→ **EXTRACT PROVIDED**:
START
If you've been putting off rebuilding your portfolio because it feels like a weekend project that always gets pushed to the following month, I understand. Mine sat on Vue 2 and CosmicJS for years. It still worked, but it carried the kind of technical debt that makes you hesitate every time someone asks for the repository.
This is the story of how I finally rebuilt it from scratch, why I made certain architectural decisions, and why I ended up open-sourcing it as a reusable Nuxt 4 + Strapi portfolio starter.
The Problem With Most Developer Portfolios
Here's a pattern I've noticed: developers spend a lot of energy on the initial build, then abandon the thing entirely. The portfolio accumulates outdated tech, unmaintained dependencies, and content that no longer reflects who they are.
The reasons are usually the same:
- No CMS — updating content requires a code change, a commit, a deploy. That friction kills momentum.
END
→ **SOURCE MATERIAL**:
START
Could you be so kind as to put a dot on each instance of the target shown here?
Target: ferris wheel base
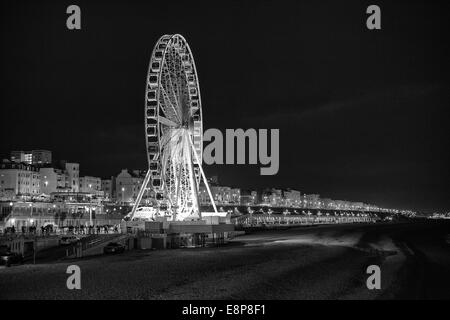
END
→ **WORK TO COMPLETE**:
Please reproduce the post about rebuilding a developer portfolio word for word, from its first line to its last.

→ **OUTPUT FOR THIS TASK**:
If you've been putting off rebuilding your portfolio because it feels like a weekend project that always gets pushed to the following month, I understand. Mine sat on Vue 2 and CosmicJS for years. It still worked, but it carried the kind of technical debt that makes you hesitate every time someone asks for the repository.
This is the story of how I finally rebuilt it from scratch, why I made certain architectural decisions, and why I ended up open-sourcing it as a reusable Nuxt 4 + Strapi portfolio starter.
The Problem With Most Developer Portfolios
Here's a pattern I've noticed: developers spend a lot of energy on the initial build, then abandon the thing entirely. The portfolio accumulates outdated tech, unmaintained dependencies, and content that no longer reflects who they are.
The reasons are usually the same:
- No CMS — updating content requires a code change, a commit, a deploy. That friction kills momentum.